------ Source data ------
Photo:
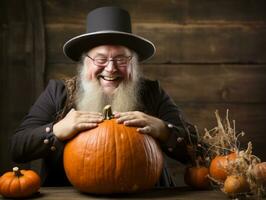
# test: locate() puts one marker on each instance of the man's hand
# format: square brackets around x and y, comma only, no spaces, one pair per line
[74,122]
[146,124]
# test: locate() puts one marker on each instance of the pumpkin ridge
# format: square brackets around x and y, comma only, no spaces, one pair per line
[83,161]
[153,157]
[146,154]
[116,156]
[132,160]
[9,184]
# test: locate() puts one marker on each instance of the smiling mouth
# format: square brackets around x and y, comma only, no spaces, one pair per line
[109,78]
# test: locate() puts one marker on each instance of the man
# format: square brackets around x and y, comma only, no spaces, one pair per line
[108,74]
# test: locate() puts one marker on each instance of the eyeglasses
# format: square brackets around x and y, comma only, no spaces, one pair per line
[104,61]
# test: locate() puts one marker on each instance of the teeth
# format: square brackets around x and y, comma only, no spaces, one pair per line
[109,78]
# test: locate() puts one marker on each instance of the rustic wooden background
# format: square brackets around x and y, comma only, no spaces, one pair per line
[211,54]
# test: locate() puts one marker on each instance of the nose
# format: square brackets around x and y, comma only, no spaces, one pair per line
[110,67]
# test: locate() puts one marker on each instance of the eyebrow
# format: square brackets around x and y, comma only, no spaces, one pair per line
[101,54]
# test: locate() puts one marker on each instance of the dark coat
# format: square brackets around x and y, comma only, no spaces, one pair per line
[34,139]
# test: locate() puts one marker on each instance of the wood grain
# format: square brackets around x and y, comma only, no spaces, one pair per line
[181,44]
[183,12]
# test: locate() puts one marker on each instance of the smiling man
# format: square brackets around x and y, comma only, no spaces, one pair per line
[108,56]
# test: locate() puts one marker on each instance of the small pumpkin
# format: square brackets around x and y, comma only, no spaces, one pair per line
[19,183]
[259,172]
[197,177]
[218,166]
[235,184]
[112,158]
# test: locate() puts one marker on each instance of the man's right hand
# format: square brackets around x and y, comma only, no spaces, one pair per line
[75,122]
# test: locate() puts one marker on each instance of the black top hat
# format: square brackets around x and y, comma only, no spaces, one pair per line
[108,25]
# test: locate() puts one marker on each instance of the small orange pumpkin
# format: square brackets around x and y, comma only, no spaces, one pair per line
[19,183]
[219,166]
[112,158]
[197,177]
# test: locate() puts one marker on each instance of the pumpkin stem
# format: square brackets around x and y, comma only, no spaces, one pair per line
[107,112]
[17,172]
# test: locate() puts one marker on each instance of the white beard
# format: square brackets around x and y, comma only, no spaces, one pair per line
[91,97]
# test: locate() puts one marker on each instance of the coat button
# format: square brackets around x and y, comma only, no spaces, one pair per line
[179,139]
[170,149]
[53,148]
[47,129]
[46,141]
[170,125]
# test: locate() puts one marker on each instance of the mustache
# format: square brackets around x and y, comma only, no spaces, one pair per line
[102,75]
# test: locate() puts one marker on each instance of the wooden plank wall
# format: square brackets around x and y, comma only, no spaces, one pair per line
[210,55]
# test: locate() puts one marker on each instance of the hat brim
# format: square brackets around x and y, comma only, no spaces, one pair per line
[82,43]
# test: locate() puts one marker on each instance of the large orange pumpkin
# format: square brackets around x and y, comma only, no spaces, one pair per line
[112,158]
[218,166]
[19,183]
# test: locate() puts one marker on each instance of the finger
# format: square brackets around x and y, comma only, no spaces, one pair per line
[85,126]
[125,118]
[121,114]
[85,113]
[145,130]
[135,122]
[89,119]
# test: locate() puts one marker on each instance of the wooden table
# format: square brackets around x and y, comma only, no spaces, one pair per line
[64,193]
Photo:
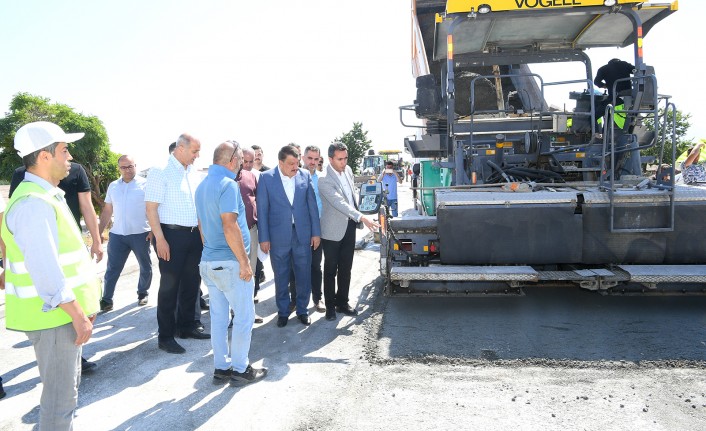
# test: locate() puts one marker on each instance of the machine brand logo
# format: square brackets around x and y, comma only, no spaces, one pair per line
[531,4]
------
**The task**:
Give the data above again, exactly and completely. No pictures go in.

**Your response**:
Photo:
# test: locate() puts one marker on each instance of the man's hand
# format: square brackets around x and y, comma only, no spaces, one pair per line
[74,122]
[146,124]
# test: locate() puts one marker on each instance of the pumpkin ridge
# format: square brackets around x and y, comma only, no spaces, one pair per line
[83,161]
[153,157]
[146,154]
[116,156]
[132,160]
[9,184]
# test: locate() puts one marker on each instance of the smiling mouth
# format: square brackets around x and y, comma only, no spaces, one pair per line
[109,78]
# test: locate() puts one marker on each instance of the man
# format: square brackets around x and y, comma only, no spaces, one pair per line
[108,74]
# test: locate() puts one marker on each instance of the eyeglasses
# format: square brackets around x and y, comma only, no spaces, one pair per line
[104,61]
# test: locate() puts one marker on each instance of the teeth
# format: square brackets around x and y, comma only, no spaces, one pair per line
[109,78]
# test: locate() puts one marker on each instance of the rustic wooden background
# format: square brackets around x and y, comma only, no spaces, one pair per line
[211,54]
# test: locate() puts one marker on each instance of the nose
# format: square brackets around x and y, comma only, no spaces, one pair per line
[110,67]
# test: locate() puts one marker on each instance of the eyebrow
# format: square brackets around x and y, comma only, no spaces, one pair per line
[101,54]
# test: locate() puts one marker on each instance of the dark coat
# format: square brackets around x and y, comma only, no spaces, one pair per line
[34,139]
# test: locate() puts one marker on each instance of the wood grain
# format: square brackets around x and y, comma only, no spaces, one pair per line
[181,44]
[183,12]
# test: locate() puts one marker on each instance of the smiling man
# format: square brackets around x and y, comma only, no spaces, one pair per line
[108,56]
# test: locate() puts one marker on each instance of the small pumpkin
# format: square brackets around x and y, comma only, no spaces, one pair per line
[19,183]
[259,172]
[197,177]
[218,166]
[235,184]
[112,158]
# test: locate() puts one marker on each instance of the man's right hand
# format: square brackets around x and y, comma only, no spaces, one pair per line
[75,122]
# test: locate() puts one marker on each instance of the black top hat
# format: square brackets around x and y, comma only, no spaces, one pair per line
[108,25]
# test: locate() puts one marker on each instance of the small orange pumpkin
# format: square brackets around x and y, comma only, no spaces, one pair per line
[19,183]
[219,166]
[112,158]
[197,177]
# test: locate() puts one marker on each instance of the pumpkin stem
# format: square brackets around x and y, comma only, no spaces, one pair per line
[107,112]
[17,172]
# test: locate() puts one marker on each instance of the white beard
# format: square brackets around x and y, comma only, no spaces, one pair per line
[91,97]
# test: locate() puts one marker on each instance of the coat button
# format: square brackets around x and y, comma only, no spaces, one pair per line
[179,139]
[170,149]
[53,148]
[47,129]
[46,141]
[170,125]
# test: locate() puts one marker on each instance of the mustache
# format: square brackets around x and y, comma only, no spaces, one pair per line
[102,75]
# test: locate() puts one marker on each instance of the wooden plank wall
# format: square brackets around x and y, comma only, no spaces, one pair per line
[210,55]
# test: locate() puts one marker on each instance of the hat brim
# format: square brackets around x and y, comma only, no spaces, one pair per line
[82,43]
# test: locate() puts one marker on each instance of the large orange pumpkin
# format: square brackets around x and y, comma only, no spaces, one pair per line
[112,158]
[218,166]
[19,183]
# test: locate() puts one marker on each instance of the finger
# format: square brackets around x and y, comma only, no spaces, one pair per line
[85,126]
[125,118]
[121,114]
[85,113]
[145,130]
[135,122]
[89,119]
# test: locate() puts one marker on each instance of the wooden table
# format: square brackets around x and y, comma only, no spaces, one pair per line
[64,193]
Photo:
# test: locate() puts one marker on each instance of the machine brand logo
# format: square brackets around x and y, comma only, no spaces, one pair per line
[531,4]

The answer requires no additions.